* [TRAVAIL DEMANDÉ]:
1. D'après l'article sur le plan social de GE à Belfort, avant quelle date le courrier demande-t-il au ministre d'agir ?
2. Poursuivez l'article sur le plan social de GE à Belfort en reprenant après sa dernière phrase.

* [SOURCE]:
Pour contrer le PSE, syndicats et CSE comptent donc sur le soutien du personnel. Mais pas que. Ils ont aussi entrepris de faire pression sur l'Etat en le menaçant d'une action en justice. Le 19 puis 26 juillet 2019, l'intersyndicale de Belfort (CFE-CGC, CGT, SUD) et le CSE ont envoyé au ministre de l'Économie un courrier dans lequel ils le mettent "en demeure" de faire respecter l'accord passé le 4 novembre 2014 entre l'Etat français et GE lors du rachat par l'Américain de la branche énergie d'Alstom (lire en pièce jointe). 

Le courrier demande au ministre d'agir d'ici le 15 août sans quoi syndicats et CSE menacent d'assigner l'Etat en justice au nom du préjudice subi par les salariés du fait du non respect des clauses contractuelles. Pourtant, l'Etat n'a-t-il pas déjà annoncé que, faute d'avoir créé 1 000 emploi en 3 ans comme il s'y était engagé, GE va devoir payer 50 millions d'euros pour doter un fonds de réindustrialisation ?

Le contrat entre l'Etat et GE comporte plusieurs clauses que l'entreprise n'a pas respectées

 

 

"C'est vrai, mais le deal passé entre l'Etat et Alstom ne concerne pas seulement la création de ces 1 000 emplois. Il y a d'autres clauses : GE s'est engagé à maintenir pendant 10 ans à Belfort "les quartiers généraux européens actuels de GE pour les activités de turbines à gaz" (article 3.4) ainsi que "les équipes de la direction mondiale" de cette activité (article 3.5), ce qui englobe "les fonctions corporate, la stratégie de fabrication, le marketing et le développement durable, la supervision des activités commerciales, les activités R&D" et j'en passe", argumente le syndicaliste CFE-CGC.

Pour l'ingénieur, ces clauses n'ont pas été respectées, alors même que GE doit remettre à l'Etat chaque année "un rapport détaillé décrivant la mise en place des engagements pris". Selon l'intersyndicale et le CSE, l'Etat a pourtant les moyens de faire pression sur GE : "La France pourrait imposer une sanction égale au double du montant de l'acquisition d'Alstom par GE", dit Philippe Petitcolin. Les représentants du personnel exhortent le gouvernement de s'assurer de la préservation des intérêts nationaux dans une filière, celle de l'énergie, qui paraît hautement stratégique, mais aussi du respect des engagements pris par GE.

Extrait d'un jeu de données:
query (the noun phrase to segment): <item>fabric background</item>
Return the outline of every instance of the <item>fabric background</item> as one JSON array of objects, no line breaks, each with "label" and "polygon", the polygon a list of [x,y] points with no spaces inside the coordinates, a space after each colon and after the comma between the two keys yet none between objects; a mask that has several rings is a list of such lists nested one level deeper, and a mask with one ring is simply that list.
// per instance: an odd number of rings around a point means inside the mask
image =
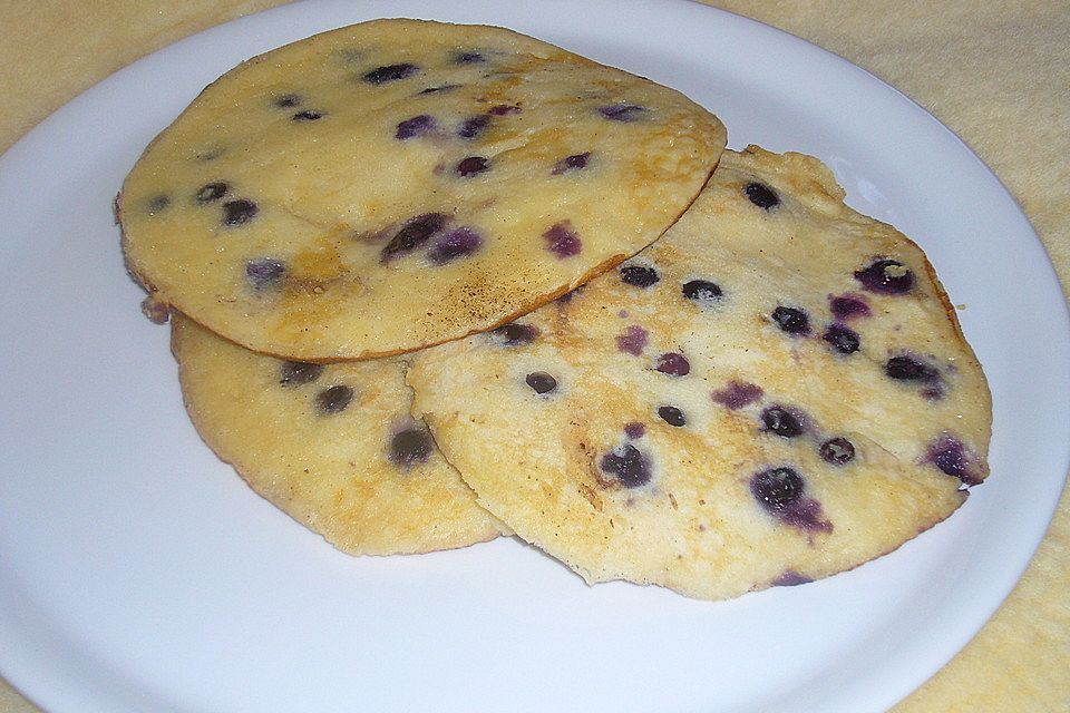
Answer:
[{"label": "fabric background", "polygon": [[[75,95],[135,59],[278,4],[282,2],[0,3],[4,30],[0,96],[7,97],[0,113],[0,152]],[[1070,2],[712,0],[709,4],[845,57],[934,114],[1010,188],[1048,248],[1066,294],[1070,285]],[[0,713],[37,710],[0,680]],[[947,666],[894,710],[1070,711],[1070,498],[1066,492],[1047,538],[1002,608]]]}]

--

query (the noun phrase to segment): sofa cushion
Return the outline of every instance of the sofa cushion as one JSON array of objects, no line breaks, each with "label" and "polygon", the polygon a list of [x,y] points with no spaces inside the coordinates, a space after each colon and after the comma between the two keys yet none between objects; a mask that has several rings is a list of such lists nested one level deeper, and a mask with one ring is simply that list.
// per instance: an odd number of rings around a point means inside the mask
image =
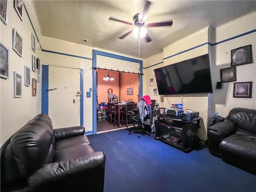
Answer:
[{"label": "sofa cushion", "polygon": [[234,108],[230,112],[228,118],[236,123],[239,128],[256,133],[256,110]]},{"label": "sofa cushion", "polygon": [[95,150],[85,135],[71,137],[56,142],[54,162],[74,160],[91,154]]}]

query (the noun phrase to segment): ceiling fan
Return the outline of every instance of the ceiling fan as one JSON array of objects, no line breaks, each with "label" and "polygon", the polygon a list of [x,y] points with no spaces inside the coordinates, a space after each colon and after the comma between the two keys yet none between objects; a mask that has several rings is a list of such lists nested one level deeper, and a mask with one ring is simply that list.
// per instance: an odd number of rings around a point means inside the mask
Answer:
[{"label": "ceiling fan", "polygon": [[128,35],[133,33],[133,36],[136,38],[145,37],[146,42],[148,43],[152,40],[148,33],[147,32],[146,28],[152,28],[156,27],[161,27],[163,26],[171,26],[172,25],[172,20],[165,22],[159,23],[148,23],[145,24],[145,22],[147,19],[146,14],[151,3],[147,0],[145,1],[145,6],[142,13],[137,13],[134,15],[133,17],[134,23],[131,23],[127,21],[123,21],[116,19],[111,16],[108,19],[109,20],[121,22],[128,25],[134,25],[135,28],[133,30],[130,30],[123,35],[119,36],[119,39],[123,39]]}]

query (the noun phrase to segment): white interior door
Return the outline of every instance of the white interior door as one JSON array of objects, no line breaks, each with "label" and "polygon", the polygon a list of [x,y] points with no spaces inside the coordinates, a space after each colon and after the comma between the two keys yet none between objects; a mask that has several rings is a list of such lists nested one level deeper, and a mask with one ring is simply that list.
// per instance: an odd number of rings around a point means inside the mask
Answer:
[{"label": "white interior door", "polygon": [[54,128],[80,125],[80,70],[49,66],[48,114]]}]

* [RÉPONSES FOURNIES]:
1. Avant le 15 août.

2.
Le courrier demande donc au gouvernement :

  • de lui fournir sur la période 2015-2019 "l'ensemble des comptes-rendus des réunions du comité de pilotage ainsi que tous les documents fournis par GE pour démontrer le respect des engagements depuis 2014 (..);
  • d'exiger de GE qu'elle "suspendre la procédure d'information consultation du CSE sur le projet de restructuration tant que l'accord du 4 novembre 2014 ne sera pas appliqué";
  • de "fixer une indemnisation des instances représentatives du personnel (OS et CSE) ainsi que des salariés pour le préjudice causé par la carence de l'Etat à avoir fait respecter par GE ses engagements".
Première réaction du gouvernement

Rien ne dit cependant que cette bataille sociale, syndicale, médiatique, juridique et politique soit une forme d'ingéniérie plus simple que celle des turbines gaz. Car dans sa première réponse (lire en pièce jointe), Bruno Le Maire a tapé en touche aux yeux des représentants du personnel. Le ministre dit avoir demandé à GE de démontrer que "les centres de décision en matière de conception, de production et de vente de turbines à gaz seraient maintenues à Belfort à l'issue des restructurations envisagées" mais il invite aussi l'intersyndicale et le CSE à lui transmettre "d'éventuels manquements passés de GE à ses obligations". Comme s'il n'appartenait pas à l'Etat lui-même de vérifier l'application du contrat qu'il a passé avec la multinationale...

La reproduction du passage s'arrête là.